**Task to complete**.
The response must consist of the lines below from the one with "box: [134, 52, 251, 153]" through the one with "88L253 74L226 66L191", exactly as they appear and with both ends kept.

━━━ Provided records ━━━

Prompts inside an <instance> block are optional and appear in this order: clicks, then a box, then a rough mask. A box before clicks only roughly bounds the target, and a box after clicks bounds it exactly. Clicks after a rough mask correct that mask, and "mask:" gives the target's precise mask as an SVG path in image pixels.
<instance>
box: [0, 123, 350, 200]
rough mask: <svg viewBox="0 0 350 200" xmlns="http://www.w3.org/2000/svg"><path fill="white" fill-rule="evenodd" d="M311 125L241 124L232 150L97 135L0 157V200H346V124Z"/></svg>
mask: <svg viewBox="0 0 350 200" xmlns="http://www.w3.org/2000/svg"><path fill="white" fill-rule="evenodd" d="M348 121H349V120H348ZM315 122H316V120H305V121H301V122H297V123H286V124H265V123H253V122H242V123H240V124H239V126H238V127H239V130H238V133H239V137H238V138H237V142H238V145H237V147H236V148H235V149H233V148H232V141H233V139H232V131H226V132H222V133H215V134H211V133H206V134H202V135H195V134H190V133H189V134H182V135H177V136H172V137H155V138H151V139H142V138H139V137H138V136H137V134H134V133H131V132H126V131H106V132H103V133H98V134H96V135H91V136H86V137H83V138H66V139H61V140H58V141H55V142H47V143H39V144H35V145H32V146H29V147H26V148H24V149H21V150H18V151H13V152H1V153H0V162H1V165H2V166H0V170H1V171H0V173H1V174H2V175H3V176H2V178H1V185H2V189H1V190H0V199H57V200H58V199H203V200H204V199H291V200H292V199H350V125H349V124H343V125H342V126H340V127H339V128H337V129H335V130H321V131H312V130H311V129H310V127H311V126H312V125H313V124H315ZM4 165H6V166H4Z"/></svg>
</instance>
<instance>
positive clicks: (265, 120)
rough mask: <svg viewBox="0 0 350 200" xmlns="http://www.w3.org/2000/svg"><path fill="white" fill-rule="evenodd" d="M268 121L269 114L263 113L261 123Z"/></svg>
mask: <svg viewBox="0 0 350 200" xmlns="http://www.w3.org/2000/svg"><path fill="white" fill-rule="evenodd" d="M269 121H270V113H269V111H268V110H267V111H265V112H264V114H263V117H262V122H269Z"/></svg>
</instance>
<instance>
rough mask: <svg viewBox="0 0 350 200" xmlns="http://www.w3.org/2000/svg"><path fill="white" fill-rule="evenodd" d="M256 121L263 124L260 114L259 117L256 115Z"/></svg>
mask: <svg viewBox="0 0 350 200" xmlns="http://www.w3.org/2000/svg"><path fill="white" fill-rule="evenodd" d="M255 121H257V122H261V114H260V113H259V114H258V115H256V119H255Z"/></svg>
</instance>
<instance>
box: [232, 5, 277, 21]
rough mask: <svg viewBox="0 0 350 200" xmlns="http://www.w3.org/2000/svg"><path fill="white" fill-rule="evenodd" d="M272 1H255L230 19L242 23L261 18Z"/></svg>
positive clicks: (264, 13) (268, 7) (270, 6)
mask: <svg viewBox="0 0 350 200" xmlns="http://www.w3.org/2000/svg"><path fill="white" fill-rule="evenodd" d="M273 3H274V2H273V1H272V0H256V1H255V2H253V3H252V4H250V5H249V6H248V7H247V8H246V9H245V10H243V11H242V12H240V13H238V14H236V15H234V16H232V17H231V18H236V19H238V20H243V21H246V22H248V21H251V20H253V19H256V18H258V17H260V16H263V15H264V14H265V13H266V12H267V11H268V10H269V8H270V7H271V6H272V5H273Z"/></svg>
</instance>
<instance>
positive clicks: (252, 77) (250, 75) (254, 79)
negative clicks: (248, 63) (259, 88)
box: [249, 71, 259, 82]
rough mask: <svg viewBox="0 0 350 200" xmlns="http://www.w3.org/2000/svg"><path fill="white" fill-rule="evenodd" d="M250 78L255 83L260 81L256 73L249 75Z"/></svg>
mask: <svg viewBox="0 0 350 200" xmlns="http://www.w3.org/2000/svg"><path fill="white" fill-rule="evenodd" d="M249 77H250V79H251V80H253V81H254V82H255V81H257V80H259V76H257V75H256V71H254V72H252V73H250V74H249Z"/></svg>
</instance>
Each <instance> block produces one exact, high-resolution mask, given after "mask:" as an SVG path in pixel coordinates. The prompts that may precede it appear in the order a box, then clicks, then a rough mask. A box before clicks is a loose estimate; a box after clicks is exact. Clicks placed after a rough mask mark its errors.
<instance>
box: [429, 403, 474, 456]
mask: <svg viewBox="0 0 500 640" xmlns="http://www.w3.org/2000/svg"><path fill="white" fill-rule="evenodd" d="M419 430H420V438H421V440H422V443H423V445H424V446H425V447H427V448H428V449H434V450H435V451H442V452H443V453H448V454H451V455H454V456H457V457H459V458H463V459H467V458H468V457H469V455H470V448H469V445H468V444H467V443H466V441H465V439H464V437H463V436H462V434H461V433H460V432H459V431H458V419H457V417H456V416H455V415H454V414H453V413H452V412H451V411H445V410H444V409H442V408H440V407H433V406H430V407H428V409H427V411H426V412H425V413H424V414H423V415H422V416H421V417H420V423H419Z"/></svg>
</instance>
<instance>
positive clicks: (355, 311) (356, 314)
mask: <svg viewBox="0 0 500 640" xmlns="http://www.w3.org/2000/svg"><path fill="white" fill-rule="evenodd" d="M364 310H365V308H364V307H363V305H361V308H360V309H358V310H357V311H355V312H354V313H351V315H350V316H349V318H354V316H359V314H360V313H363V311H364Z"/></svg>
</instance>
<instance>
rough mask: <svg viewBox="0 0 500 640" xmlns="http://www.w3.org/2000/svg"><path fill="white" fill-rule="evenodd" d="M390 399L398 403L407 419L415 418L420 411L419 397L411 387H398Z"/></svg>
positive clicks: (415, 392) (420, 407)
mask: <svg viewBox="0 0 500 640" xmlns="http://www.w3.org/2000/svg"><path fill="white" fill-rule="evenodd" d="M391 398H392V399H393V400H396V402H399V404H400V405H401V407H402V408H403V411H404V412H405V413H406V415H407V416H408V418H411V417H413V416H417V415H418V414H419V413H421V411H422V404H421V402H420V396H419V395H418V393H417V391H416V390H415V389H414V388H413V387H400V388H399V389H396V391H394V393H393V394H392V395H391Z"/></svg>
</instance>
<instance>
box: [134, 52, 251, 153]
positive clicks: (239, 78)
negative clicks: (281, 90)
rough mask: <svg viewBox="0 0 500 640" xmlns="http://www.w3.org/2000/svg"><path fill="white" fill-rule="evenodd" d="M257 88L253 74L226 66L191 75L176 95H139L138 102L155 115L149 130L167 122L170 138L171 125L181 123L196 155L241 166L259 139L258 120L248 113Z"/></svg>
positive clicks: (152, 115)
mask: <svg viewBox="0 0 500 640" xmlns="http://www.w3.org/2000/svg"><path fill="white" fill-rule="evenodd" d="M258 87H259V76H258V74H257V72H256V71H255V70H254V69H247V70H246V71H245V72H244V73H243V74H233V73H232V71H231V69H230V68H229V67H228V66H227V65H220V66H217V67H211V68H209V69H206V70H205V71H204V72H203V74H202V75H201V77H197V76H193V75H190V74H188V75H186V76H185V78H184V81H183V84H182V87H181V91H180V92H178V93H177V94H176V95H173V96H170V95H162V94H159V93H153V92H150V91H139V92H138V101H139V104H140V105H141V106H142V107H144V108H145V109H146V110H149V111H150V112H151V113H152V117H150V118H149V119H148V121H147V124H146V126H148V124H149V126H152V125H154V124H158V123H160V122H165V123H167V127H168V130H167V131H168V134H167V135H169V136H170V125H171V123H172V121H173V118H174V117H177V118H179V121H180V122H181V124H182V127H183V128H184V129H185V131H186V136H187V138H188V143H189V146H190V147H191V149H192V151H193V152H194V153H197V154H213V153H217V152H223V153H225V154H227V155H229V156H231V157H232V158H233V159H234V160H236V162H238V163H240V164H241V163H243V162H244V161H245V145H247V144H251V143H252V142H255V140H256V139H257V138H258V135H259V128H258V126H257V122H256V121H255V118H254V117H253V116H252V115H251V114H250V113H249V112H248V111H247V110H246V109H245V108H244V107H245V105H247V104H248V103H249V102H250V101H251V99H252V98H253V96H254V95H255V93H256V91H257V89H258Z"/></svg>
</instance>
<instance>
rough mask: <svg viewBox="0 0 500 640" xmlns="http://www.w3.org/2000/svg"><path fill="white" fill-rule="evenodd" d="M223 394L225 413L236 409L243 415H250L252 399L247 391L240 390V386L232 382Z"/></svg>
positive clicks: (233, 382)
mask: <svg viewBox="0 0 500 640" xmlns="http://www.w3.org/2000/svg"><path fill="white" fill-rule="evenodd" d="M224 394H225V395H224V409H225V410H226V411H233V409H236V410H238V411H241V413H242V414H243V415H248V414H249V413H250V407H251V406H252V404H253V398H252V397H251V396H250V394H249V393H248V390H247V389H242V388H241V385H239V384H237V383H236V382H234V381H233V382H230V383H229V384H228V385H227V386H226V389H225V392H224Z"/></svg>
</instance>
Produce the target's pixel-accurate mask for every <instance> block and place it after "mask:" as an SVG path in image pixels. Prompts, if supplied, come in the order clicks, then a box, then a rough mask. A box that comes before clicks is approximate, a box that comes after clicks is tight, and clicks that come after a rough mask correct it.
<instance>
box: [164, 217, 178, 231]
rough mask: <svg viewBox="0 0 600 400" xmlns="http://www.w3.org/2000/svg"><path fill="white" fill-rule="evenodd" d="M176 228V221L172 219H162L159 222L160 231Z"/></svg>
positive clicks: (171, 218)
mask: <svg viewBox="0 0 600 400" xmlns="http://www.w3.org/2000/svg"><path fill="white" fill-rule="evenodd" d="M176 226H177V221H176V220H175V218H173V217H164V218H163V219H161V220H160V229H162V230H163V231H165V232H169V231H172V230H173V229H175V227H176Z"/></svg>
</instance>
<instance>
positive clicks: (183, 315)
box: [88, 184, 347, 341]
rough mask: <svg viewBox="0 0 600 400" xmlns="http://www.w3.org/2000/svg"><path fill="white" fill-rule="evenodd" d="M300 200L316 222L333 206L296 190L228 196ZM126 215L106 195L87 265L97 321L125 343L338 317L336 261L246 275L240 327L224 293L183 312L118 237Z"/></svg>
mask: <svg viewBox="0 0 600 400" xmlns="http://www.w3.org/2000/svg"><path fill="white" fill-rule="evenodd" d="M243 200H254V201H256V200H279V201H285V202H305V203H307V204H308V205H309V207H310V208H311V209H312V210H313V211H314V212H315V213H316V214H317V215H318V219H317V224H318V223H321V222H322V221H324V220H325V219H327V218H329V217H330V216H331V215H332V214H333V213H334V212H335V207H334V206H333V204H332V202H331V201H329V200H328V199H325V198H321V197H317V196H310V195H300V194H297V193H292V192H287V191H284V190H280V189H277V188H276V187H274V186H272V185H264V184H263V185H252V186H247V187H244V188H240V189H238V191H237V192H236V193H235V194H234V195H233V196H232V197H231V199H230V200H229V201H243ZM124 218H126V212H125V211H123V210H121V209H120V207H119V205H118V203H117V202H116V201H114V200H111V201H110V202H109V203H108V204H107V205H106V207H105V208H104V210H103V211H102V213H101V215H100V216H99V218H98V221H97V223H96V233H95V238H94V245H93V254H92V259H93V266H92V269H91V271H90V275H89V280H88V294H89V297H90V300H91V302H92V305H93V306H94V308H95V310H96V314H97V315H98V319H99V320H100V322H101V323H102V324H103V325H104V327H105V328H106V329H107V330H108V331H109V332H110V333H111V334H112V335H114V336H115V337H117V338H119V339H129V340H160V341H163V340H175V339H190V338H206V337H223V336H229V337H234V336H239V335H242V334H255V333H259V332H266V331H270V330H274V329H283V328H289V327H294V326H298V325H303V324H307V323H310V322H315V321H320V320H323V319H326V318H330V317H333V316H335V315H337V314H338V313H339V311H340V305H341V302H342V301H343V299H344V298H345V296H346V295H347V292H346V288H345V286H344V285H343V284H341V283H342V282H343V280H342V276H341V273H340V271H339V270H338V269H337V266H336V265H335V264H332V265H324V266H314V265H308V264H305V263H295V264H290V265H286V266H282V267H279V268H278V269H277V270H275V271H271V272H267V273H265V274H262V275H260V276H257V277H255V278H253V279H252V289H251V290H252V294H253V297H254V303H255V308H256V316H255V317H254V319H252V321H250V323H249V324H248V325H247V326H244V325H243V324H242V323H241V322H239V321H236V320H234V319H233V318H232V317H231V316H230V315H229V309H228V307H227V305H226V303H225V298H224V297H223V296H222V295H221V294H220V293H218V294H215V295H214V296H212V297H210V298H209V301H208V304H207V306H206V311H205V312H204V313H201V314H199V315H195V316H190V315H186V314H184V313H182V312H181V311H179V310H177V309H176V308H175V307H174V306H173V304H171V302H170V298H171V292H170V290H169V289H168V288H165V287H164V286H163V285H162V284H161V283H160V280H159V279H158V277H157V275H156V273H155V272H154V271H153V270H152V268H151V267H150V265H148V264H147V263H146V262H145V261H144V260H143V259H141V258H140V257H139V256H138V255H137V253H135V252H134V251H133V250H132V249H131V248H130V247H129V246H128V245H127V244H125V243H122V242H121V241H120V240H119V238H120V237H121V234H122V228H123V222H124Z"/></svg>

━━━

**Exercise output**.
box: [134, 52, 251, 153]
positive clicks: (239, 78)
negative clicks: (281, 90)
rough mask: <svg viewBox="0 0 500 640" xmlns="http://www.w3.org/2000/svg"><path fill="white" fill-rule="evenodd" d="M257 88L253 74L226 66L191 75L176 95H139L138 102L155 115L149 130L167 122L170 138L171 125L181 123L196 155L241 166L259 139L258 120L248 113Z"/></svg>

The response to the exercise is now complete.